_Task item 1_: For each statement about the forum reply on BPD traits below, say yes or no and quote the words that decide it: (a) The reply says obsessiveness is a trait of BPD. (b) The writer's ex-wife hated the writer's family members. (c) The reply says a person with strong BPD traits likely has the emotional development of a four year old.
_Task item 2_: Please resume the forum reply on BPD traits below, picking up after its final sentence.

_Given text_:
• • • •
Such obsessiveness is not a trait of BPD. It nonetheless is common for a person suffering strong traits of a PD to also exhibit moderate to strong traits of two or three other disorders. Moreover, this strange behavior may not arise out of obsessiveness at all. It could arise simply from the need to control every aspect of your life and your son's life. If she is a BPDer, she has such a powerful fear of abandonment that she will be very controlling. Indeed, the abandonment fear can grow so strong that the BPDer will preemptively abandon her spouse to avoid the pain of being abandoned herself.


> She hates my family... and I really do have a great family.


My BPDer exW hated my family members too. Of course, she had an irrational excuse for hating each of them. The real reason, however, was that she wanted to isolate me from all friends and family members so as to make it easier to control me -- thereby protecting herself from her abandonment fear.


> she is refusing to come to HER OWN SON's 3rd birthday party because they will be there. ...This is a small sample of the constant irrational anger.


If she has strong BPD traits, she likely has the emotional development of a four year old. She therefore never learned how to intellectually challenge her intense feelings -- a skill the rest of us learned in childhood. Hence, when she experiences an intense feeling, she is convinced it MUST be true or she would not feel it so strongly. 

Trying to reason or argue with such a person is pointless because she is always just 10 seconds away from a temper tantrum. Hence, no matter how calm a mood she is in when you approach her, you will find yourself trying to reason with a four year old in 10 seconds.


> She says that i am "absent". I don't know how.


If she is a BPDer, she is convinced she is "The Victim," always "The Victim." This means there are only two roles she will allow you to play. One is being "The Savior," which you were full time during the courtship -- and will occasionally be so again during those moments she is splitting you white.
• • • •
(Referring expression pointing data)
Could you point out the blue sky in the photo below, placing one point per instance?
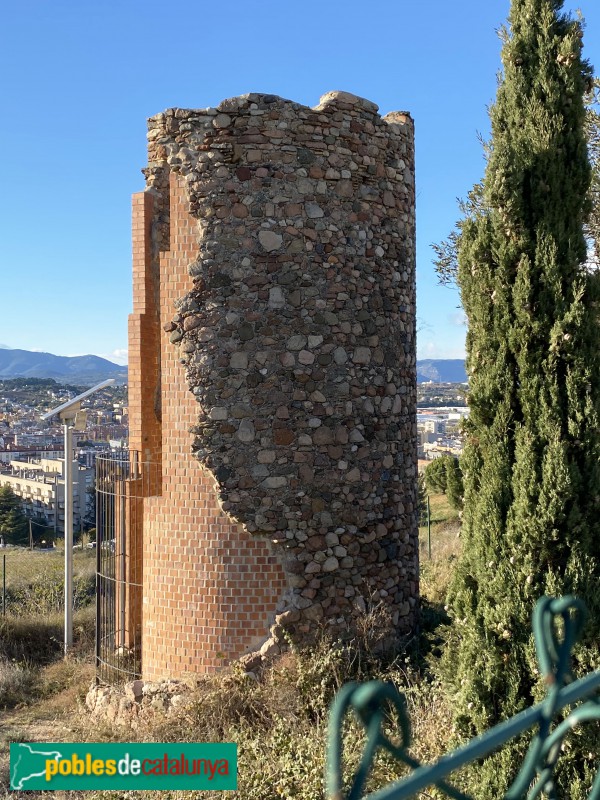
(80, 79)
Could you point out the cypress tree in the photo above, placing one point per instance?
(531, 465)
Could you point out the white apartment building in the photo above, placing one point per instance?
(41, 486)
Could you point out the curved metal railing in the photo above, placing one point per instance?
(121, 479)
(372, 702)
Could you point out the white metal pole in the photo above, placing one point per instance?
(68, 534)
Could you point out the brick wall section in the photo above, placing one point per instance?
(210, 589)
(298, 339)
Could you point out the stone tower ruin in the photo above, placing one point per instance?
(272, 378)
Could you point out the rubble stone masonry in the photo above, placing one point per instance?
(278, 326)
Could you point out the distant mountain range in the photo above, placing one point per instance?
(87, 370)
(79, 370)
(442, 370)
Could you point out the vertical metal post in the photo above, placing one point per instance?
(98, 579)
(428, 528)
(68, 423)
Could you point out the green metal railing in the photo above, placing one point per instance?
(373, 701)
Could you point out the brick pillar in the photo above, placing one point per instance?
(209, 588)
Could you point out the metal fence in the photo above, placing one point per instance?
(122, 481)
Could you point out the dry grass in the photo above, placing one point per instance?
(279, 718)
(24, 566)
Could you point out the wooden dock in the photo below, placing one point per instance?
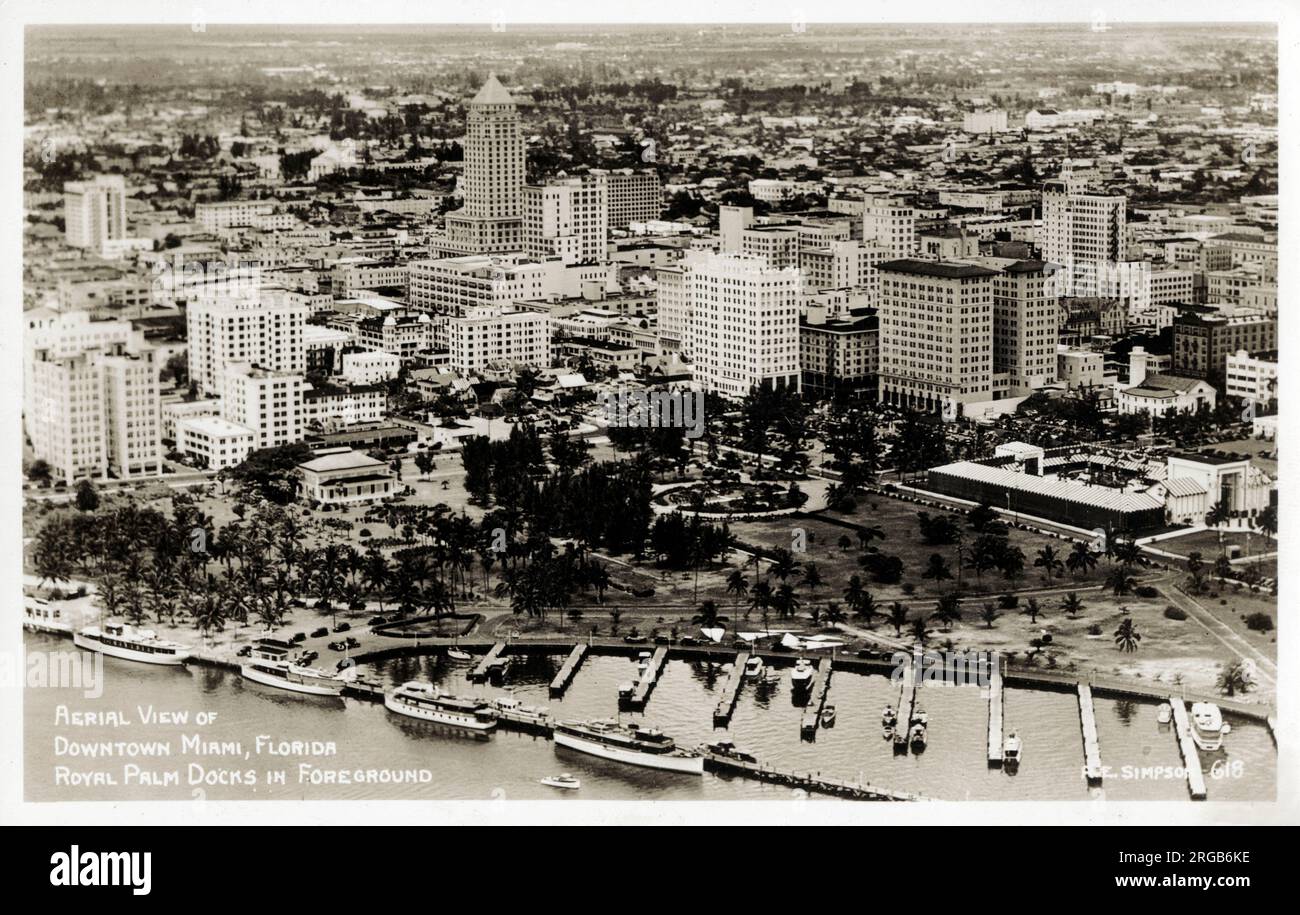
(1091, 747)
(807, 781)
(817, 698)
(484, 668)
(641, 693)
(731, 689)
(566, 673)
(906, 698)
(1191, 758)
(995, 718)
• • • •
_Task response 1_:
(a) No: "Such obsessiveness is not a trait of BPD."
(b) Yes: "My BPDer exW hated my family members too."
(c) Yes: "If she has strong BPD traits, she likely has the emotional development of a four year old."

_Task response 2_:
Most of the time, however, you are "The Perpetrator," i.e., the cause of every misfortune and shortcoming. If you stop playing those two roles -- i.e., stop walking on eggshells all the time -- she likely will divorce you. A BPDer has such a fragile, unstable sense of who she is that she will seek out a man who is willing to validate her false self image (as "The Victim") by being a doormat, i.e. allowing her to continue behaving like an angry, spoiled child and GET AWAY WITH IT.


> We have tried counseling and after a dozen sessions, things began improving a bit..


If she is a BPDer, MC will be useless because her issues go far beyond a lack of communication skills. What is needed is years of IC but that, too, will be useless if she doesn't want it badly for herself. With my exW, I tried both. I took her to several MCs and six different psychologists -- weekly visits for 15 years at a cost of over $200,000 -- all to no avail.


> She sees a personal therapist, and has for most of her adult life. I honestly dont know what good it does..


If she is a high functioning BPDer, it likely does little or no good. Although many excellent treatment programs are available, it is rare for a high functioning BPDer to have the self awareness and ego strength to take advantage of these programs. If they will go at all, they tend to sit there and play mind games with the therapists.


> She doesnt trust anybody to watch our son. Not even family.


If she has strong BPD traits, she is incapable of trusting anyone for an extended period of time. Until she learns how to trust and love herself, she will be unable to trust others.


> Where do I go from here?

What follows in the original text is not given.